> Task brief:
Put each line of the data below into a Markdown table with two columns, Row and Line, numbering the rows and skipping any blank lines. Leave the pictures out of the answer.

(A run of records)
[Begin]
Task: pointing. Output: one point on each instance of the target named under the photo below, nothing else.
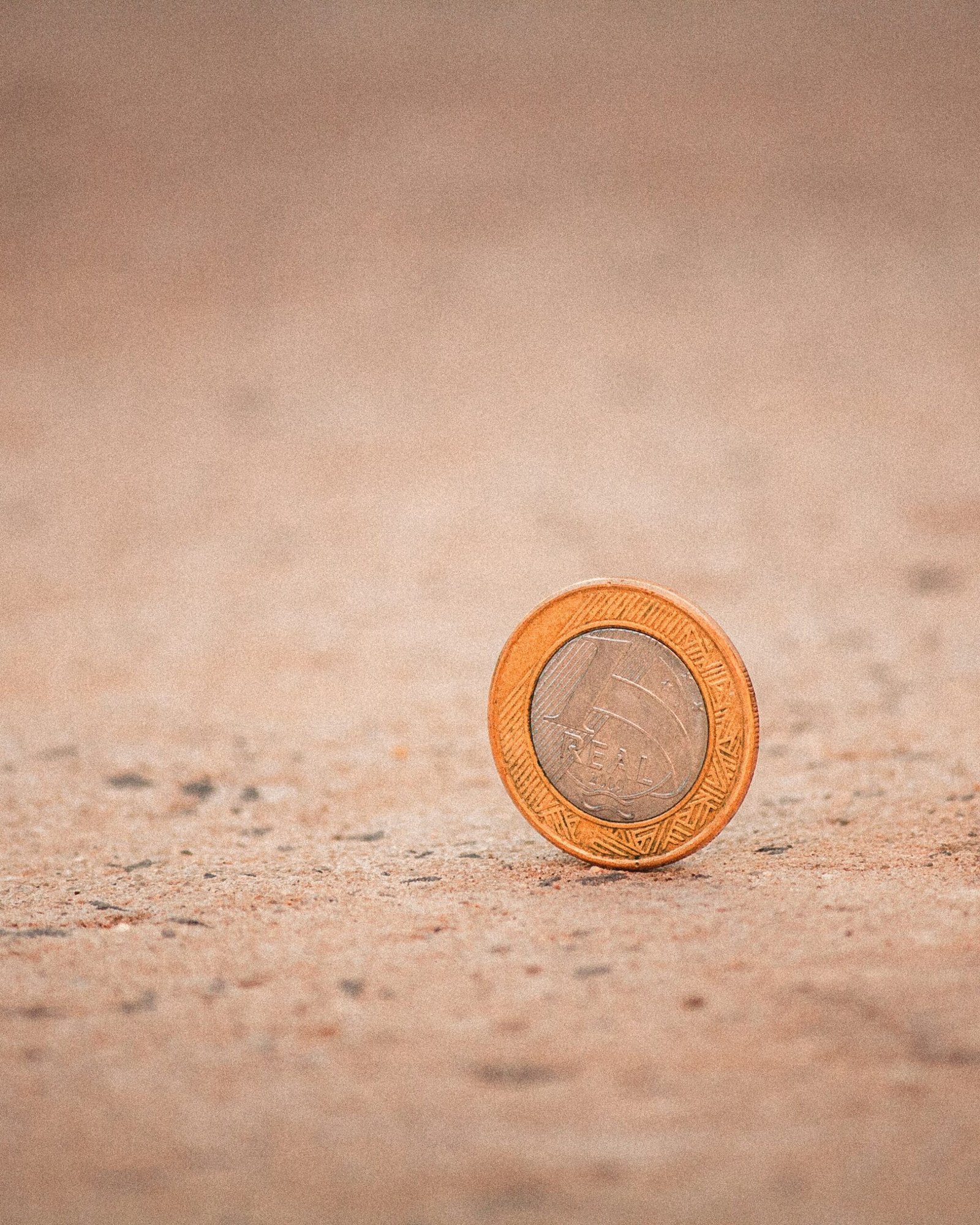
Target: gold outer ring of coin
(729, 701)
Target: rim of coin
(729, 703)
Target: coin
(624, 723)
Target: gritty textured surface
(335, 339)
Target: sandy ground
(335, 339)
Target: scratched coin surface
(624, 723)
(619, 725)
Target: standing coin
(624, 725)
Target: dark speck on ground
(129, 780)
(200, 788)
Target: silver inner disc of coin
(619, 725)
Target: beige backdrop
(335, 337)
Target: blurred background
(336, 336)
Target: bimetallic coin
(624, 725)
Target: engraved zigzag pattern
(622, 843)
[End]
> Written response:
| Row | Line |
|---|---|
| 1 | Task: pointing. Output: one point on each instance of the target named under the photo below, nothing else. |
| 2 | Target: gold outer ring of coin |
| 3 | (729, 701) |
| 4 | Target: rim of coin |
| 5 | (729, 703) |
| 6 | Target: coin |
| 7 | (624, 723) |
| 8 | Target: gritty textured surface |
| 9 | (335, 339) |
| 10 | Target: sandy ground |
| 11 | (335, 339) |
| 12 | Target: scratched coin surface |
| 13 | (624, 723) |
| 14 | (619, 725) |
| 15 | Target: standing coin |
| 16 | (624, 725) |
| 17 | Target: dark speck on ground |
| 18 | (129, 780) |
| 19 | (200, 788) |
| 20 | Target: silver inner disc of coin |
| 21 | (619, 725) |
| 22 | Target: beige backdrop |
| 23 | (335, 337) |
| 24 | Target: blurred background |
| 25 | (336, 336) |
| 26 | Target: bimetallic coin |
| 27 | (624, 725) |
| 28 | Target: engraved zigzag pattern |
| 29 | (622, 843) |